* [Assignment 1] Transcribe the passage on violence against women starting at "Why criminal law" and ending at "the world over.".
* [Assignment 2] Can you turn the paragraph of the passage on violence against women that begins "India is not unique" into a short bulleted list that keeps its main facts?
* [Assignment 3]
Answer these questions from the passage on violence against women:
(a) What law did the Union government enact soon after the 2012 Nirbhaya gang rape?
(b) Which legal scholar is cited on the effect of the new law on convictions?
(c) What penalty did the Bangladesh government approve for rape in 2020?

* [Document segment]
---
The 2012 Nirbhaya gang rape saw unprecedented public mobilisation on the issue of violence against women (VAW) in India. Soon after, the Union government enacted the Criminal Law Amendment Act, 2013, which expanded the definition of rape and introduced mandatory minimum punishments. Subsequent incidents of rape that received a lot of publicity have only led to greater punitiveness in the law.
Yet as we approach the tenth anniversary of the Nirbhaya incident next year, we must confront the truth that this push towards criminalisation, without other necessary steps, has achieved little. In fact, legal scholar Preeti Dash has shown how introducing mandatory minimums and expanding the definition of rape may have, in fact, resulted in decreased convictions under the new law.
Why criminal law cannot solve VAW
India is not unique in prioritising carceral approaches to respond to VAW. In 2020, in response to protests against rising instances of sexual assault, the Bangladesh government approved the death penalty for rape. The recent rape and killing of a woman by a British police officer led to demands for recognising misogyny as a hate crime in the UK. The United States has had a long history of criminal law-heavy measures to respond to violence against women. Yet, carceral approaches have come under increasing criticism by feminist scholars the world over.
---
(Saved data entries)
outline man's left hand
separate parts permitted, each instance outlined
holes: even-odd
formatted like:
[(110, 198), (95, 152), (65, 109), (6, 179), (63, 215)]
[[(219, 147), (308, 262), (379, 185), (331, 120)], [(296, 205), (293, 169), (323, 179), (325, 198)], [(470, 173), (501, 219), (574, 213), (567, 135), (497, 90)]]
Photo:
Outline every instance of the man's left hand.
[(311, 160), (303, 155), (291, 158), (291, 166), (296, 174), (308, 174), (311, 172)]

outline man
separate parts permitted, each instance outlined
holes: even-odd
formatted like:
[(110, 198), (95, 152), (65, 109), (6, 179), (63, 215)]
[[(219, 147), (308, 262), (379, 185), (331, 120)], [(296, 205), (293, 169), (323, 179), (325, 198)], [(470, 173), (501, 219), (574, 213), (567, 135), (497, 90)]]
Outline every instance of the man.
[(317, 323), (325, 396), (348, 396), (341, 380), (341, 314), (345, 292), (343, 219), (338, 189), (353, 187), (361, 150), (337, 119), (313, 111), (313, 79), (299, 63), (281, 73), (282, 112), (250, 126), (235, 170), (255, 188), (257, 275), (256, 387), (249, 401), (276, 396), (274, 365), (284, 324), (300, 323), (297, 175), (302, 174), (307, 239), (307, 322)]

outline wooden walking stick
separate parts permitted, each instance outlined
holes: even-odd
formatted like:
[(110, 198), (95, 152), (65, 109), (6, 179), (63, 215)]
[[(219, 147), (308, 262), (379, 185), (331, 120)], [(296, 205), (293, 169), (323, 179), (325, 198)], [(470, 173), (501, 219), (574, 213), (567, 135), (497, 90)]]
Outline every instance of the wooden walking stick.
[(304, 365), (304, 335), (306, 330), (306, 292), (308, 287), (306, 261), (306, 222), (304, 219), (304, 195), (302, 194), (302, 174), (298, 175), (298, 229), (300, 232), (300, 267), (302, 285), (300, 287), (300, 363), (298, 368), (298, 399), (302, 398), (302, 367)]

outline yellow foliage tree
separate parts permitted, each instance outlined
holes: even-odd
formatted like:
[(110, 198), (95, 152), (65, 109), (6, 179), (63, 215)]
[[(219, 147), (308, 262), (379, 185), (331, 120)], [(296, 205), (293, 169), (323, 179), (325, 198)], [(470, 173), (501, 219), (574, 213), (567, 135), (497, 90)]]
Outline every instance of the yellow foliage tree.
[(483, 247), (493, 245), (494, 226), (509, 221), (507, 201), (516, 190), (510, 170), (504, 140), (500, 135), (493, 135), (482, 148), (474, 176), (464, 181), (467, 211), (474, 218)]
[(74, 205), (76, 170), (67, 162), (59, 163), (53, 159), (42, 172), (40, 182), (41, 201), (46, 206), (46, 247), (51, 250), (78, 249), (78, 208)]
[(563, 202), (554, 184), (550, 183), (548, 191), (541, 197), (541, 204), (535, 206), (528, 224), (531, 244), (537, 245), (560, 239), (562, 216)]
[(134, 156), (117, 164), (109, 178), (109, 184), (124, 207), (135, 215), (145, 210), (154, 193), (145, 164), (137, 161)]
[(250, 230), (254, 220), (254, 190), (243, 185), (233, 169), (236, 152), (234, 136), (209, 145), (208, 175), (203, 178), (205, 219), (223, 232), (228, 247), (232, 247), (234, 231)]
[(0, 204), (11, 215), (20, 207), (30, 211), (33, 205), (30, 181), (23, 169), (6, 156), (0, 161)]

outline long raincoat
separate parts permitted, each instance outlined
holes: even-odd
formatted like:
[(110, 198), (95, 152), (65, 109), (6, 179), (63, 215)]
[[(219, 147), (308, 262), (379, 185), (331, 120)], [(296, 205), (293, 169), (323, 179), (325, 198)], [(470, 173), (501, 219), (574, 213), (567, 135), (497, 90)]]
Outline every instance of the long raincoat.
---
* [Exercise result 1]
Why criminal law cannot solve VAW
India is not unique in prioritising carceral approaches to respond to VAW. In 2020, in response to protests against rising instances of sexual assault, the Bangladesh government approved the death penalty for rape. The recent rape and killing of a woman by a British police officer led to demands for recognising misogyny as a hate crime in the UK. The United States has had a long history of criminal law-heavy measures to respond to violence against women. Yet, carceral approaches have come under increasing criticism by feminist scholars the world over.

* [Exercise result 2]
- India is not alone in favoring carceral responses to violence against women.
- Bangladesh approved the death penalty for rape in 2020, after protests over rising sexual assaults.
- In the UK, the rape and killing of a woman by a British police officer prompted demands to recognize misogyny as a hate crime.
- The United States has long relied on criminal law to address violence against women.
- Feminist scholars worldwide increasingly criticize carceral approaches.

* [Exercise result 3]
(a) The Criminal Law Amendment Act, 2013.
(b) Preeti Dash.
(c) The death penalty.